# Information given start

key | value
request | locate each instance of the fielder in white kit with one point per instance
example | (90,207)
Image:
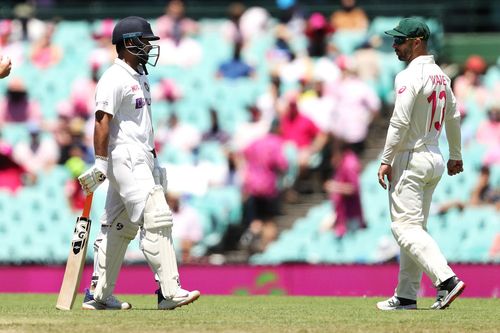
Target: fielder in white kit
(413,165)
(124,152)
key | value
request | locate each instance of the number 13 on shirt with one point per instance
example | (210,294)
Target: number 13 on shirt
(433,99)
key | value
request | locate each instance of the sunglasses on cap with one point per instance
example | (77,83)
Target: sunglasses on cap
(402,40)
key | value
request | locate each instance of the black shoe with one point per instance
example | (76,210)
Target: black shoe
(447,292)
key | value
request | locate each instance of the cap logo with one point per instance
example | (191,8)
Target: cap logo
(132,34)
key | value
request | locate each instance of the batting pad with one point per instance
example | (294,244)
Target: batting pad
(156,242)
(111,253)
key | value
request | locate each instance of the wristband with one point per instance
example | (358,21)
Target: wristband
(101,163)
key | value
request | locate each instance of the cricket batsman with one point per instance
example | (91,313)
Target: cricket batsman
(124,154)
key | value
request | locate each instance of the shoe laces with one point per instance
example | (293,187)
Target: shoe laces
(441,295)
(113,300)
(393,301)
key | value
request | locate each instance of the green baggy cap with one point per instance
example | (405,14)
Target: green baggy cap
(410,27)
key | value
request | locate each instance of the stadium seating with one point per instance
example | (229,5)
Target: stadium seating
(35,224)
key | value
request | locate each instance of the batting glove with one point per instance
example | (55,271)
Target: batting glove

# Information given end

Make an exact copy of the records shown above, without the pictures.

key | value
request | locate each instance of the fielder in white kit with one point per instance
example | (90,207)
Image:
Target: fielder in white kit
(413,165)
(124,152)
key | value
request | locate each instance of the number 13 on shirt with one point per instance
example | (210,294)
Target: number 13 on shirt
(433,99)
key | value
request | locate each instance of the sunglasses on cap with one point per instance
example | (77,83)
Target: sunglasses on cap
(402,40)
key | value
request | locate each instance of the black shoe with one point per instance
example | (76,210)
Target: black shoe
(447,292)
key | value
request | locate each instance of the cap logo with one point per instance
example | (191,8)
Target: cap logo
(132,34)
key | value
request | locate each instance of the batting pad with one point per instance
example | (294,244)
Target: batting pad
(156,242)
(111,253)
key | value
request | locate each instance of the wristband with one point per instance
example | (358,21)
Target: wristband
(101,163)
key | value
request | locate each instance of the cricket batsman with one point per instance
example | (91,313)
Target: cricket batsman
(124,154)
key | value
request | locate each instance of the shoe laces with one point per instance
example | (293,187)
Target: shoe laces
(441,295)
(113,300)
(393,301)
key | value
request | locate each instance of the green baggy cap with one point per instance
example | (405,14)
Target: green baggy cap
(410,27)
key | value
request | locate each instance of the stadium seating with one point per instance
example | (229,5)
Target: stadium seating
(35,224)
key | value
request | locate each instance of the batting glove with one point per instance
example | (55,271)
Target: batting glove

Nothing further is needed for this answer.